_EXERCISE AIM_
Reproduce the rows from the line with "Point to the grey" to the line with "x=44, y=232", both lines included, keeping each request line unchanged and shifting every coordinate value in the answers up by 86.

_DATA_

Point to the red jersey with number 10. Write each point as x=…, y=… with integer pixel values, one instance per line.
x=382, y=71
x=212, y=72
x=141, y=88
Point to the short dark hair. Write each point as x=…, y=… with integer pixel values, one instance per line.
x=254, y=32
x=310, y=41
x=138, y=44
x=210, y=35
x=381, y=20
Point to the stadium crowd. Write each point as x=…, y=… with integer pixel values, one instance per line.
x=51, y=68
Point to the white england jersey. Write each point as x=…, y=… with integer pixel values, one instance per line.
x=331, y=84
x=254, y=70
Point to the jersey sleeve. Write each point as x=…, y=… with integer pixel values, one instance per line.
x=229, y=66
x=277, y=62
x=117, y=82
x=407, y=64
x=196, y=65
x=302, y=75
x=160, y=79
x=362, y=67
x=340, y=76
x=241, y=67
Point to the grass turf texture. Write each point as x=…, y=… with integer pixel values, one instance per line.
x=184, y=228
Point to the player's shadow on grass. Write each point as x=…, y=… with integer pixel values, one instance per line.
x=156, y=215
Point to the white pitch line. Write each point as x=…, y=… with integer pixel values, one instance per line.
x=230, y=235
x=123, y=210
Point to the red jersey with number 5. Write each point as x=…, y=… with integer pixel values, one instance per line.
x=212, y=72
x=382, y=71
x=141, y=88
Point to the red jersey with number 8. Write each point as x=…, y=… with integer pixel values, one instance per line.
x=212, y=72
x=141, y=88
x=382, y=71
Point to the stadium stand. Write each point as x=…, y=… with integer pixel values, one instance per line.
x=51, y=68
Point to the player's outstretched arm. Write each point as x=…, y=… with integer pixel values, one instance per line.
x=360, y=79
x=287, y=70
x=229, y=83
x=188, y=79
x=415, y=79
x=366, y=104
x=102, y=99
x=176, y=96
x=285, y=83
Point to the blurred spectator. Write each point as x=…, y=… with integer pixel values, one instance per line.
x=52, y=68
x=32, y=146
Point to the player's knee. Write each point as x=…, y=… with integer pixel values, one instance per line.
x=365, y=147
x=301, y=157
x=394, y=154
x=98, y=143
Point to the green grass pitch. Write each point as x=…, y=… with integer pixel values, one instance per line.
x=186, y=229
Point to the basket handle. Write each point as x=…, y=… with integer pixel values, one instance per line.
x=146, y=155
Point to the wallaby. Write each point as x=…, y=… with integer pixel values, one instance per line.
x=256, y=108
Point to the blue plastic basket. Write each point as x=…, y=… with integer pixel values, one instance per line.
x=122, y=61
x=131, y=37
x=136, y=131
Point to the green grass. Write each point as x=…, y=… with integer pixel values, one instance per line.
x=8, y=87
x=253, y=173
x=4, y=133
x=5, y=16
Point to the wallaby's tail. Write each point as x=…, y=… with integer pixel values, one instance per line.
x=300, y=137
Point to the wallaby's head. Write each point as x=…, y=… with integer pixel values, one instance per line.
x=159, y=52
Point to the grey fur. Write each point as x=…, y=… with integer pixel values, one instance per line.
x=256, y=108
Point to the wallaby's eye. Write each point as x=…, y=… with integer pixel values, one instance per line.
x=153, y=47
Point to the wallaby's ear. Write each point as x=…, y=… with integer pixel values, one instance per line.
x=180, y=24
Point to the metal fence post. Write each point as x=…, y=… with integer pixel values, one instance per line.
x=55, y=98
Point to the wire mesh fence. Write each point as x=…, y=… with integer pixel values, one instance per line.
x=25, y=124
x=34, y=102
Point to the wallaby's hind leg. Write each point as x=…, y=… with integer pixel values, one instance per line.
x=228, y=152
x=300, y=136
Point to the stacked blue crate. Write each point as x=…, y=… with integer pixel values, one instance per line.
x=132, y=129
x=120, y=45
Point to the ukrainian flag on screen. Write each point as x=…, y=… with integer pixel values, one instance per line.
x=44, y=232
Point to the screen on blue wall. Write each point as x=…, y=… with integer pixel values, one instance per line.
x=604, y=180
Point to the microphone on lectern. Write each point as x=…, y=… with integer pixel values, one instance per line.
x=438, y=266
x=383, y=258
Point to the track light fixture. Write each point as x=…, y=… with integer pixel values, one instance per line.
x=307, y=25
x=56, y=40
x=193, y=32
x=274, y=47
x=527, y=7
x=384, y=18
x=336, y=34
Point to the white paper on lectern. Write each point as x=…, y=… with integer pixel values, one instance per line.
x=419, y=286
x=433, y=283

_WRITTEN ANSWER_
Point to the grey fur. Write each point as x=…, y=… with integer pixel values, one instance per line.
x=342, y=194
Point to the wallaby's eye. Write each point as x=…, y=… with integer pixel values, one instance per line.
x=239, y=133
Point to the wallaby's ear. Write each point as x=…, y=… with integer pixel values, one instance per line.
x=266, y=110
Point to the metal fence post. Write each point as x=…, y=… with integer pixel values, one instance per line.
x=141, y=184
Point to the wire mesh fence. Write each point as x=…, y=… with integer pixel values, one instance per line.
x=111, y=210
x=120, y=188
Point to the wallaby's hind leg. Write each point as x=…, y=… with integer pixel values, one instance per line.
x=314, y=238
x=386, y=222
Point to the stacked blue crate. Write each point as x=…, y=… with integer pixel values, one instance per line.
x=218, y=215
x=206, y=131
Point to the ukrainian flag on screen. Write each point as x=…, y=… with integer pixel values, one instance per line.
x=130, y=318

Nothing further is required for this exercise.